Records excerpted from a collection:
__________

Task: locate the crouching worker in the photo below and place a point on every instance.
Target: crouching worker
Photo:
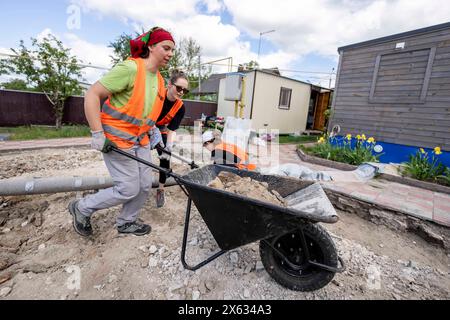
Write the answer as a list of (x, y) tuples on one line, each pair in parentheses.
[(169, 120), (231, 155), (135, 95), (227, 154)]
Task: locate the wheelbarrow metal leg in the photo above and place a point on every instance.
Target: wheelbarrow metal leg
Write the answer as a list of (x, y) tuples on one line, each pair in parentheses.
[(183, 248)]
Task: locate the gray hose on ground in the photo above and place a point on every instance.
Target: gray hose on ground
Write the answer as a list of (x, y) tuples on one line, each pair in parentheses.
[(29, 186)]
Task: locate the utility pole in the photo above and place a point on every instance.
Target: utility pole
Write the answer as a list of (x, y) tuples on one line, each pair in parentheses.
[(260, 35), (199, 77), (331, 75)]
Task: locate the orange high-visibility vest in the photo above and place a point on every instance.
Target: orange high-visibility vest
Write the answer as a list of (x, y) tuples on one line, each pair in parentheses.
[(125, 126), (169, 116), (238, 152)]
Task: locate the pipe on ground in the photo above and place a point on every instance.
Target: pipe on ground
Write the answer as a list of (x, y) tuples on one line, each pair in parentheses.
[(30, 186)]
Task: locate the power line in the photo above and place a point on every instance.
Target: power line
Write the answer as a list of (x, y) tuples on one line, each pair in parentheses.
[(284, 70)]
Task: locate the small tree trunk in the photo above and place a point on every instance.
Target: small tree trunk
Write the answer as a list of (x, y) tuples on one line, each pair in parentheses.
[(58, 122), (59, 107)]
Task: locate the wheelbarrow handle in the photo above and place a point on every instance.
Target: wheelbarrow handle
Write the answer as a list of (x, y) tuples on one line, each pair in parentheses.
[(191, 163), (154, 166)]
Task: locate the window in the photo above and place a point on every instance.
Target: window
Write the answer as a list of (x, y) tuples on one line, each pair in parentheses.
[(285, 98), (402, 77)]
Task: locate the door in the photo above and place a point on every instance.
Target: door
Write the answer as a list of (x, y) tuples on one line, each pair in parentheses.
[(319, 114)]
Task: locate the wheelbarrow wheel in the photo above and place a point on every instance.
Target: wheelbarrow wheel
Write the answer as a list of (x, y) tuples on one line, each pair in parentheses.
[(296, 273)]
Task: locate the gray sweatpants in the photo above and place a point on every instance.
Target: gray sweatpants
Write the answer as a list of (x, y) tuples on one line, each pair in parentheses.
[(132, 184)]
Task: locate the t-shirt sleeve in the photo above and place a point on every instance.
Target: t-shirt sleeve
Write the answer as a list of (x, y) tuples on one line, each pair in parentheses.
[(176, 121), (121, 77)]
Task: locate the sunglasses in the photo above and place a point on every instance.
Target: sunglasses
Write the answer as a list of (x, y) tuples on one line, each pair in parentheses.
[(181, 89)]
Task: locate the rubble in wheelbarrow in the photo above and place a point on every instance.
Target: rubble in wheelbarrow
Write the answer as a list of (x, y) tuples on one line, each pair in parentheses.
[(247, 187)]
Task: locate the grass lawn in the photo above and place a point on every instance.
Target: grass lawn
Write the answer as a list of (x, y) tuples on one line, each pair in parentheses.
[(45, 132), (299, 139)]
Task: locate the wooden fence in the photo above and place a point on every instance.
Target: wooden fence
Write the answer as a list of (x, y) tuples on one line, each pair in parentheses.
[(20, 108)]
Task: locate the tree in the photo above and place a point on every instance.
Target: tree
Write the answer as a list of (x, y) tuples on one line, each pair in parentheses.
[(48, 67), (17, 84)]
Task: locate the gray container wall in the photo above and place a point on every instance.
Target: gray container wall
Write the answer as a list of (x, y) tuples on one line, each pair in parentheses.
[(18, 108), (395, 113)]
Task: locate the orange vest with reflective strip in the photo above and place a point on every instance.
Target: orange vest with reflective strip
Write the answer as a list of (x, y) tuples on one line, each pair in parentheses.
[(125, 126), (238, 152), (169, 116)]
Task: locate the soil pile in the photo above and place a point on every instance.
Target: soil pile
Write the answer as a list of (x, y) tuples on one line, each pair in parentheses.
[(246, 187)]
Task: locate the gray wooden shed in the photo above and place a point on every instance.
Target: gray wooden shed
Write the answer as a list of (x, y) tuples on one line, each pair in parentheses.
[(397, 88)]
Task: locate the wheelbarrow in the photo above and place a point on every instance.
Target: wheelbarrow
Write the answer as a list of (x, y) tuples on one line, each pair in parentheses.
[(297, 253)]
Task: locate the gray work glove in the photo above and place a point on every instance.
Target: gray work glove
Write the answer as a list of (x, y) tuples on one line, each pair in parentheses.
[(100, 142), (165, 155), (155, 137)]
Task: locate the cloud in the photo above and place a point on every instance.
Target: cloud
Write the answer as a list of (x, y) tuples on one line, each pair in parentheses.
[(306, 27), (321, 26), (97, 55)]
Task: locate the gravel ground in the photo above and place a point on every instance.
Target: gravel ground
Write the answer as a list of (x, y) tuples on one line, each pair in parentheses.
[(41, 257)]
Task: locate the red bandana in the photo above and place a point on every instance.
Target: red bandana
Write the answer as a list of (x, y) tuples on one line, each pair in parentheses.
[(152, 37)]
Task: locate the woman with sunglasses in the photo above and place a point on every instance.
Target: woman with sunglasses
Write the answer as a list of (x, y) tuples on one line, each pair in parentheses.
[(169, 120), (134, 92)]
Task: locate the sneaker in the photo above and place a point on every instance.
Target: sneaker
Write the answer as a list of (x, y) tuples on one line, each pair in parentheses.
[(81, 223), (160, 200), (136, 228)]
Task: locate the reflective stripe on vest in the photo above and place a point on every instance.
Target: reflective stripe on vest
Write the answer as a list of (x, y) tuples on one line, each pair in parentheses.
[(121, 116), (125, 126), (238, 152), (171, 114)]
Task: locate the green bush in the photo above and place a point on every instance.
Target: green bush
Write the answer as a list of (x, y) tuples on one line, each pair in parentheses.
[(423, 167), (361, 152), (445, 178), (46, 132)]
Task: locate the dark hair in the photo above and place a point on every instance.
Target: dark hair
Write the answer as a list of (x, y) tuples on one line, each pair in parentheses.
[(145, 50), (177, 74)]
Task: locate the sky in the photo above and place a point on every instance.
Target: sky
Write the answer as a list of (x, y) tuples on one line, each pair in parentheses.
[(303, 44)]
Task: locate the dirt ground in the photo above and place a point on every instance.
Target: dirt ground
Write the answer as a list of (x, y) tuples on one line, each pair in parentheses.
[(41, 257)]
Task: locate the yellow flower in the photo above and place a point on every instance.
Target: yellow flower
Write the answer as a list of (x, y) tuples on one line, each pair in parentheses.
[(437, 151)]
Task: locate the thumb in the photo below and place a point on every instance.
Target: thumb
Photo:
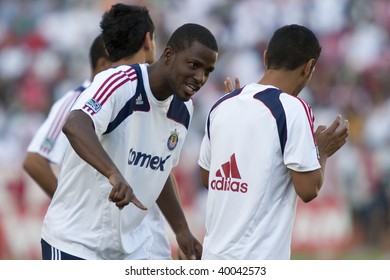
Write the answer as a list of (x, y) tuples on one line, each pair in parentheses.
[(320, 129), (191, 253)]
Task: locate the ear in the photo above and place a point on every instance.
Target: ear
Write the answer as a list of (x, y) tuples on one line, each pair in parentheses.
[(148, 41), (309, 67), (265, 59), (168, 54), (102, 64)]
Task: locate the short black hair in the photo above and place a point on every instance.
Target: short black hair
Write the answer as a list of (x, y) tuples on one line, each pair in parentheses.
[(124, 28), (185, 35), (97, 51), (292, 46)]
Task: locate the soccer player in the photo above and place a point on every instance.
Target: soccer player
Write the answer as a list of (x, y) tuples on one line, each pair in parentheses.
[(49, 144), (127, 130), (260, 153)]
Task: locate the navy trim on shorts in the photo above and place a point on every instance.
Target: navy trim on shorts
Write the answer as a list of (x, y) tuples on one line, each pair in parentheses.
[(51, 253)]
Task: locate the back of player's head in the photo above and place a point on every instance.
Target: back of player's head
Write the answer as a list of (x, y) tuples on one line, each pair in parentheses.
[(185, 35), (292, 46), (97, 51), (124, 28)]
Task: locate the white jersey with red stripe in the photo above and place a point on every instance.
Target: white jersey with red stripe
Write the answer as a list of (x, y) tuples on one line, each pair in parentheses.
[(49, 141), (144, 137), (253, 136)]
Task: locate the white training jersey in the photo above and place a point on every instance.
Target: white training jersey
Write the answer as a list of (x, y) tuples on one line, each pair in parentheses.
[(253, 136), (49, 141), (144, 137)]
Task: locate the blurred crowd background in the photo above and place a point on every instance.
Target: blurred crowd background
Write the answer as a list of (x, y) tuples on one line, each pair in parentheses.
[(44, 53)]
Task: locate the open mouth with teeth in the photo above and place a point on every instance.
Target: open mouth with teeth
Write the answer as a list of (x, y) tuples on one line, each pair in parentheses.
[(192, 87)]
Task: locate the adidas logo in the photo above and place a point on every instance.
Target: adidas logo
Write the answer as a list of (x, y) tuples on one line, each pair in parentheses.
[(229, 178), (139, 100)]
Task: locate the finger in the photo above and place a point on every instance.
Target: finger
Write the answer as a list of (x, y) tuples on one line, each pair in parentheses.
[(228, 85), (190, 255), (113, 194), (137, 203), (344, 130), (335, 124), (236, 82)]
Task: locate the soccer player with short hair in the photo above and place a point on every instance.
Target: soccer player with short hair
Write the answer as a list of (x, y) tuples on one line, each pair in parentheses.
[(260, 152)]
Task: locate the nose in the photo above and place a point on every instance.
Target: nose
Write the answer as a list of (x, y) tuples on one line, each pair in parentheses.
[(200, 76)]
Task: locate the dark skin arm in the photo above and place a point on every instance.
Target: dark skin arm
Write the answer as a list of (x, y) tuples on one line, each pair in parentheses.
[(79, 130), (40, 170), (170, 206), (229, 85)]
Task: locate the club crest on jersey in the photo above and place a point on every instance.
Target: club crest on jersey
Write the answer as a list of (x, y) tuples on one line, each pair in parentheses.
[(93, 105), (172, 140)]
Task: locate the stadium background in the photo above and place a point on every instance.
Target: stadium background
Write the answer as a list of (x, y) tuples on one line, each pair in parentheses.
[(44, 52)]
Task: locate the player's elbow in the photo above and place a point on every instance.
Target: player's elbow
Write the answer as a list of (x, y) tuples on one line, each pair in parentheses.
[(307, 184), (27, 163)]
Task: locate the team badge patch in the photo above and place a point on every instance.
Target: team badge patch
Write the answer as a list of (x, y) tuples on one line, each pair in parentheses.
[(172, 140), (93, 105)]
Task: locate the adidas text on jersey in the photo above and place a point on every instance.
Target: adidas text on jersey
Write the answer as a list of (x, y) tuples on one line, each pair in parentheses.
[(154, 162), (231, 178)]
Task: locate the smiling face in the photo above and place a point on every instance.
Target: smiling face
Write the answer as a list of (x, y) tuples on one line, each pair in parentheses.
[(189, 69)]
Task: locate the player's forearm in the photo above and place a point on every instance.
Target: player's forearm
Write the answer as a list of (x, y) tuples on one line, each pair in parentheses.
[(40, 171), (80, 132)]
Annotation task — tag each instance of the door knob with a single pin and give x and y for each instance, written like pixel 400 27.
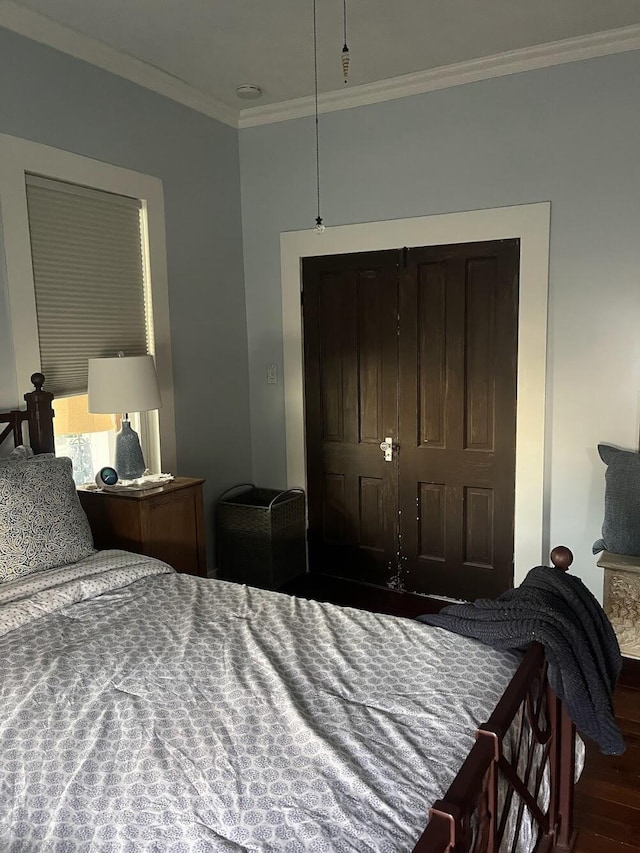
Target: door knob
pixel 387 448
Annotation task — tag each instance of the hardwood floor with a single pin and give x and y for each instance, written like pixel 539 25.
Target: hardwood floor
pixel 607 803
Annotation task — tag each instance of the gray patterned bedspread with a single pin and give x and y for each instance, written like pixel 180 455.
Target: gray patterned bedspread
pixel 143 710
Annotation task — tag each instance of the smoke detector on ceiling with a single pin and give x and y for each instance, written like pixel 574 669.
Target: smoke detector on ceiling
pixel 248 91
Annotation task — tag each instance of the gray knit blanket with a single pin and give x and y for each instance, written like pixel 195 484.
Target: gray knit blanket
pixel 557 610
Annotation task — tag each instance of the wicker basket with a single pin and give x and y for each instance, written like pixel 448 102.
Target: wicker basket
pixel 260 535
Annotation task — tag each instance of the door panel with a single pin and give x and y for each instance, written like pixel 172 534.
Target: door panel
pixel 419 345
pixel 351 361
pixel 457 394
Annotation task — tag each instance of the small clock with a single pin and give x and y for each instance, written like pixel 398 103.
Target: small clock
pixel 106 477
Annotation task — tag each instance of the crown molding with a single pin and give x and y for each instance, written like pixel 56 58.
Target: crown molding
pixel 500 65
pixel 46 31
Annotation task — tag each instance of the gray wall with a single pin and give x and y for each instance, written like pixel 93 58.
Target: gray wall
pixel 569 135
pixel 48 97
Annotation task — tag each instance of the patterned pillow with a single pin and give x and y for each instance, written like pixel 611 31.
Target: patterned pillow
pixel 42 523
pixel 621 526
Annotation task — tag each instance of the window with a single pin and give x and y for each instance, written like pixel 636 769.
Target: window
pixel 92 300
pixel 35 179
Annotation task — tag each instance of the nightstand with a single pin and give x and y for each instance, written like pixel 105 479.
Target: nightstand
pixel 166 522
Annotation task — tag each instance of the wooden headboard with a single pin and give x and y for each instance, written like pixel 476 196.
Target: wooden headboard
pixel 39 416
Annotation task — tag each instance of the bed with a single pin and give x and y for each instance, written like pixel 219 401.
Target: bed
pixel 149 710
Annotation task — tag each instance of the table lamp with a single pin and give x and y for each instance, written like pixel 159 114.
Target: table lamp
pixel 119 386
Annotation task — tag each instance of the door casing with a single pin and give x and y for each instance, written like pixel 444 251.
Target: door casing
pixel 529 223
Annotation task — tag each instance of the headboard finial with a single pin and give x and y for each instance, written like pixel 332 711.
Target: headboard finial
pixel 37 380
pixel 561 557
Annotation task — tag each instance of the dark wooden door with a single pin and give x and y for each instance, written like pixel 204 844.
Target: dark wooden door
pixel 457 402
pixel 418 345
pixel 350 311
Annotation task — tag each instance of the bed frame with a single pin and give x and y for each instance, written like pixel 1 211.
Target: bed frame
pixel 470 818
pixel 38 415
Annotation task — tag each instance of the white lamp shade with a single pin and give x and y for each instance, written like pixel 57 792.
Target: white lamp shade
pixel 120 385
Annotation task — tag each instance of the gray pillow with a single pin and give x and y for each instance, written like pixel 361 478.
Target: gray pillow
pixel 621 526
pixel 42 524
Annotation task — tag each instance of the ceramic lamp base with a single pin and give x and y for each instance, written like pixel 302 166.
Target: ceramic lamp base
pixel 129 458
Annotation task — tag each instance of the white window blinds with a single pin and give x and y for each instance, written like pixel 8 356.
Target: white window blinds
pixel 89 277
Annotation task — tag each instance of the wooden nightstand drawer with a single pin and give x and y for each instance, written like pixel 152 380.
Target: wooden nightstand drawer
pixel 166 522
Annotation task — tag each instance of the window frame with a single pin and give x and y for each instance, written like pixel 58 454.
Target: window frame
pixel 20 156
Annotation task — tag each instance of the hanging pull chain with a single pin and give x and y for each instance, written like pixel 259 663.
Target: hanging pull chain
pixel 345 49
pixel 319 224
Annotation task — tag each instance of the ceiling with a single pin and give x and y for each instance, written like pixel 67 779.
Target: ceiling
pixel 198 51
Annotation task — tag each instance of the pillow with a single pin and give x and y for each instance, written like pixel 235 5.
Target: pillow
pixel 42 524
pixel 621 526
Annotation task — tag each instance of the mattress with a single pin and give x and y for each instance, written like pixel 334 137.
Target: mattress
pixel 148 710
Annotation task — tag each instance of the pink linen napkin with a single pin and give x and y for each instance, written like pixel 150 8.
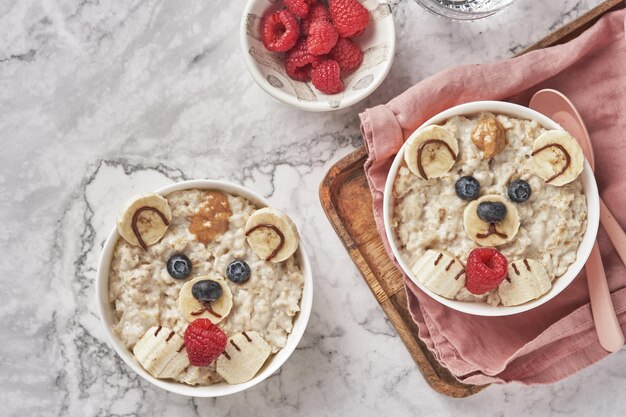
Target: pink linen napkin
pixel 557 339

__________

*Task description*
With all pictures removed, reproduce the lines from the top of the entries above through the line containing "Target: orange high-visibility vest", exactly as written.

*Result for this exercise*
Task: locate the crouching worker in the photo below and place a point on every instance.
Target: crouching worker
Photo:
Write the answer as a list of (x, y) tuples on one line, each pair in parentheses.
[(169, 120), (231, 155), (135, 95), (227, 154)]
Task: locate the wheelbarrow metal leg in the photo above and place a point on every instance.
Target: wheelbarrow metal leg
Write the answer as a list of (x, y) tuples on one line, each pair in parentheses.
[(183, 248)]
Task: locate the gray hose on ground in the photo above and place a point on every instance.
Target: gray hose on ground
Write the answer as a list of (x, y) tuples on one line, each pair in parentheses.
[(29, 186)]
Task: locate the utility pole in the photo above and place a point on every instance.
Target: utility pole
Write the answer as a list of (x, y) tuples on one line, each pair in parentheses.
[(260, 35), (199, 77), (331, 75)]
Task: locate the orange high-visibility vest in the photo above and place a point on every instance.
Target: orange high-visibility vest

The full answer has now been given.